==== TESTO ESTRATTO
L'eredità dei giustizieri

José Maria Aznar: prima la proibizione di un partito, poi di un quotidiano, dall'altro lato invece il sostegno all'apologia di Franco. La marcia poco silenziosa della Spagna verso uno stato autoritario, mentre l'Europa tace.

Di Mateo Taibon. Traduzione di Sabrina Bussani.

Bolzano, 9 Maggio 2003

Non è stata una sorpresa. La messa al bando del partito basco "Batasuna", entrata in vigore nell'estate 2002, era stata preparata a lungo, sia sul piano politico sia a livello propagandistico. In seguito però risultò chiaro che il divieto, attuato con metodi insoliti per uno stato democratico, faceva parte di un progetto politico ben più ampio: nel febbraio 2003 deve interrompere l'attività anche il quotidiano "Egunkaria". In entrambi i casi il pretesto è lo stesso: terrorismo. In entrambi i casi la chiusura viene attuata con lo stesso metodo sommario: l'eliminazione di un diritto democratico fondamentale senza che vi sia una motivazione giuridica sufficiente.

Il premier spagnolo José Maria Aznar aveva preparato con cautela questo divieto: una riunione straordinaria del parlamento, tenuta durante la pausa estiva, si era conclusa con l'approvazione di una mozione del Partido Popular (PP) del premier Aznar e del partito all'opposizione, il Partido Socialista Obrero Español (PSOE), che autorizzava il governo a chiedere alla Corte Suprema il divieto di "Batasuna". Precedentemente il parlamento aveva approvato una legge sulla proibizione di partiti che sembrava fatta su misura per il partito basco. In fase di discussione, la legge aveva subíto diverse modifiche, apportate dal partito di Aznar in modo da ottenere un'ampia approvazione parlamentare, che però non ne cambiarono la sostanza: La Corte Suprema può quindi sospendere il partito incriminato prima ancora che vi sia un procedimento giudiziario e quindi una sentenza. L'unica possibilità di difesa prevista è data da un ricorso costituzionale. Insomma, uno strumento arbitrario che riserva limitate possibilità di difesa all'imputato.
========
==== RIGHE FORNITE
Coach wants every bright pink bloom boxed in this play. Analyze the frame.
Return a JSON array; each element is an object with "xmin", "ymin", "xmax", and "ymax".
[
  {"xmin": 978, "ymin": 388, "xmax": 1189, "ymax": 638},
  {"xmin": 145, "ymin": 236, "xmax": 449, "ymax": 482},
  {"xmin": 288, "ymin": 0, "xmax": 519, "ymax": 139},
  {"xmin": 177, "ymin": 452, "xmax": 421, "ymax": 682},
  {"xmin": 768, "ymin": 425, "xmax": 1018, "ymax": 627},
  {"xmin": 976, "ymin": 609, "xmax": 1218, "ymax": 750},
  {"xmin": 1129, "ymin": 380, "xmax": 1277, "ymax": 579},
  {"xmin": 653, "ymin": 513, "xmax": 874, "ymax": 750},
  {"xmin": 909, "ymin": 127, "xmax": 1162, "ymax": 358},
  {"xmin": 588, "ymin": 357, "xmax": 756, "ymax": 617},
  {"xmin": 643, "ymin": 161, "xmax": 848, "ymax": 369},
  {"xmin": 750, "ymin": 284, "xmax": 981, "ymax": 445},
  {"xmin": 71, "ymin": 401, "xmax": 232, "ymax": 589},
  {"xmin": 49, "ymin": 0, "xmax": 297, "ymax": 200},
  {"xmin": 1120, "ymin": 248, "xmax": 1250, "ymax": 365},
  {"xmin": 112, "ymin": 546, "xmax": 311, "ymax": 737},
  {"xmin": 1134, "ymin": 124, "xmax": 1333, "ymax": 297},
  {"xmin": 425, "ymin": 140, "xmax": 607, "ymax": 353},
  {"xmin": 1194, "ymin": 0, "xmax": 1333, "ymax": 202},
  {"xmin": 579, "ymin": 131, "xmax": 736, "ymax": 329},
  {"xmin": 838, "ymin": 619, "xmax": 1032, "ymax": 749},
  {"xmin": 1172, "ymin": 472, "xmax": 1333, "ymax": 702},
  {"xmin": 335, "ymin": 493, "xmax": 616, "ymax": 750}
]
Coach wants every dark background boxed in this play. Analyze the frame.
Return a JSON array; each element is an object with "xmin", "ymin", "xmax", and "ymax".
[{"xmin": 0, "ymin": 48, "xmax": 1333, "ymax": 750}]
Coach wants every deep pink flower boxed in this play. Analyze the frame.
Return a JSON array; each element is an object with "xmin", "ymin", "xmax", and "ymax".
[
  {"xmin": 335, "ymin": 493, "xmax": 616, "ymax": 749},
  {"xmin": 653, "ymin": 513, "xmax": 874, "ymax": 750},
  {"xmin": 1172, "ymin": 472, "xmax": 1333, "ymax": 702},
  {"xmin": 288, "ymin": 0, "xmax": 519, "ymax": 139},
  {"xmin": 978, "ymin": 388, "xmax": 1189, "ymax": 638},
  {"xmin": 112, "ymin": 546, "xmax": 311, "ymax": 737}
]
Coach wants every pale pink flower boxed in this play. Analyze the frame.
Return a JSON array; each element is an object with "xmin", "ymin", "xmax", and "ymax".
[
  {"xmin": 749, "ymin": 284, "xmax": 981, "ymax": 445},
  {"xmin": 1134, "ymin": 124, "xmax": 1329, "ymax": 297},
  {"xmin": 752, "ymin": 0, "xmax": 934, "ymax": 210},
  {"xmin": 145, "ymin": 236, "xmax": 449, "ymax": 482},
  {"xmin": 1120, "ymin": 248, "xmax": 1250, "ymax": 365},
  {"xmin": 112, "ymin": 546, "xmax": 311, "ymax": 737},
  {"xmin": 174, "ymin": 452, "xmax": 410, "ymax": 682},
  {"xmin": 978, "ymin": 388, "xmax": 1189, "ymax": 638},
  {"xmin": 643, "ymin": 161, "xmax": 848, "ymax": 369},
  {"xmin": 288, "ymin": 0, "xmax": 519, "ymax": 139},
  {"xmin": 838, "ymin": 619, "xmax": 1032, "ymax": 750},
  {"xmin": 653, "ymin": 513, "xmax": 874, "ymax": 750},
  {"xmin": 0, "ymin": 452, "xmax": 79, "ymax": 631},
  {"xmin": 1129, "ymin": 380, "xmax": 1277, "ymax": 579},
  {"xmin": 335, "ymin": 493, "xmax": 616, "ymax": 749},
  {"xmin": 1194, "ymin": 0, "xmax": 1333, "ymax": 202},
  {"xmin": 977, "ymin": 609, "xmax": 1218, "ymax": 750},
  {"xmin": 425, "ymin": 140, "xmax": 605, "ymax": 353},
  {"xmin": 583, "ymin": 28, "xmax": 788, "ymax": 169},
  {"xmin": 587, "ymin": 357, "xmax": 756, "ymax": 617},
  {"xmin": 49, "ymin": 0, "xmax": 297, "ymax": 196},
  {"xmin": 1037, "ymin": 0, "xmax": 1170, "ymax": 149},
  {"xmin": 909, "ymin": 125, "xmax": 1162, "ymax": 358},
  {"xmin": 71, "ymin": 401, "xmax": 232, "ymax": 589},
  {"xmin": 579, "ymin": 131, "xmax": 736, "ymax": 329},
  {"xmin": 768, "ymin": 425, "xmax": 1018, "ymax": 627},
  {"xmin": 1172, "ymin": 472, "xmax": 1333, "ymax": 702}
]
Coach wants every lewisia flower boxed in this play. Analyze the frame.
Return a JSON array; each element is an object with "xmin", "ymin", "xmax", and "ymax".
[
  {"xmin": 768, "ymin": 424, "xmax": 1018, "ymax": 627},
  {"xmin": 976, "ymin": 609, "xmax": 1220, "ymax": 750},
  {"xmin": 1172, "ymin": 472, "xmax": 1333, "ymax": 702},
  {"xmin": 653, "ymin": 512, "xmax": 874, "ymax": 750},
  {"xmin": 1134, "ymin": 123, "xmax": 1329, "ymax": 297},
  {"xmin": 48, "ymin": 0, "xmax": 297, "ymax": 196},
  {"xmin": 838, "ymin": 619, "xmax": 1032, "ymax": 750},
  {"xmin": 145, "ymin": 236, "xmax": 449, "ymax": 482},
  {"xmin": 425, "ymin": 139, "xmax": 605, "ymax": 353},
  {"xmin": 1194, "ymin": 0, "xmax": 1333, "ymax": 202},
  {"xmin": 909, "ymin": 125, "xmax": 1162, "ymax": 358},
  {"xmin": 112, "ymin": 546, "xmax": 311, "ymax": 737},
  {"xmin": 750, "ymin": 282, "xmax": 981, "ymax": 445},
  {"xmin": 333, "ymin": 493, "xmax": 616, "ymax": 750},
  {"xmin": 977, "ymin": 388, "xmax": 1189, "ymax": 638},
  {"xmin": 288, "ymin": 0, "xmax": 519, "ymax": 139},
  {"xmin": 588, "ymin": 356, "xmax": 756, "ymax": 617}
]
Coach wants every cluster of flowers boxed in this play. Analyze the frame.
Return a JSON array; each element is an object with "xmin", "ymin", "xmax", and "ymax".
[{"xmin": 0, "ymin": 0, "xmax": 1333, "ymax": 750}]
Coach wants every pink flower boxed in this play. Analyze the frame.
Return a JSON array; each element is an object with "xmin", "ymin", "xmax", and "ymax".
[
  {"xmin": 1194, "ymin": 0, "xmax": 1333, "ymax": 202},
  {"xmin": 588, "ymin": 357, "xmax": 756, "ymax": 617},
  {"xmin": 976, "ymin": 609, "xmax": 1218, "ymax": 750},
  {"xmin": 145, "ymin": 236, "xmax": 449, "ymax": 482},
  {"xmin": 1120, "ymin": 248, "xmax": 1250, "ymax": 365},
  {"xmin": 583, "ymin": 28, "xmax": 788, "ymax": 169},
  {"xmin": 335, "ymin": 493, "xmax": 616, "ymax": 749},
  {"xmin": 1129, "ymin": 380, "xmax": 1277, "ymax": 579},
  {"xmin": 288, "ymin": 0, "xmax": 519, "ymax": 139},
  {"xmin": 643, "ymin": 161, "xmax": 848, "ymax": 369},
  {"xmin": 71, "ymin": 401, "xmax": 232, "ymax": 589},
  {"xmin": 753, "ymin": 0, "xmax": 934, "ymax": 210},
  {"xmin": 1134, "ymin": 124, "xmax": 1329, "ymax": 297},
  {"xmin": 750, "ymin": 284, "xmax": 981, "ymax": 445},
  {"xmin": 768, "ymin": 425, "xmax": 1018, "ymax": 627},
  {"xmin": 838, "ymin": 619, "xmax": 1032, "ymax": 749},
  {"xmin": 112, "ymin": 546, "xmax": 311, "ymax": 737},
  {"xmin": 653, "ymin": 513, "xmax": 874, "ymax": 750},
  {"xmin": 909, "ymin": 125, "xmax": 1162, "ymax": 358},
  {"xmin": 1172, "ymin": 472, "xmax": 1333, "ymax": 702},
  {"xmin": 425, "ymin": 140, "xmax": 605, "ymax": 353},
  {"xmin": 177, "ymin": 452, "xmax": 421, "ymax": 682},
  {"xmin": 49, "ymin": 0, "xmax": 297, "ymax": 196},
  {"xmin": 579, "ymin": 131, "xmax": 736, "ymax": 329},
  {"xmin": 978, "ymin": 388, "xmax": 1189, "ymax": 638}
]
========
## SFIDA 1
Elenca tutti i partiti politici nominati nel testo estratto.
## SFIDA 2
Trascrivi il passo del testo estratto che parte dalle parole "Di Mateo Taibon." e si ferma dopo "motivazione giuridica sufficiente.".

## SOLUZIONE SVOLTA 1
- Batasuna
- Partido Popular (PP)
- Partido Socialista Obrero Español (PSOE)

## SOLUZIONE SVOLTA 2
Di Mateo Taibon. Traduzione di Sabrina Bussani.

Bolzano, 9 Maggio 2003

Non è stata una sorpresa. La messa al bando del partito basco "Batasuna", entrata in vigore nell'estate 2002, era stata preparata a lungo, sia sul piano politico sia a livello propagandistico. In seguito però risultò chiaro che il divieto, attuato con metodi insoliti per uno stato democratico, faceva parte di un progetto politico ben più ampio: nel febbraio 2003 deve interrompere l'attività anche il quotidiano "Egunkaria". In entrambi i casi il pretesto è lo stesso: terrorismo. In entrambi i casi la chiusura viene attuata con lo stesso metodo sommario: l'eliminazione di un diritto democratico fondamentale senza che vi sia una motivazione giuridica sufficiente.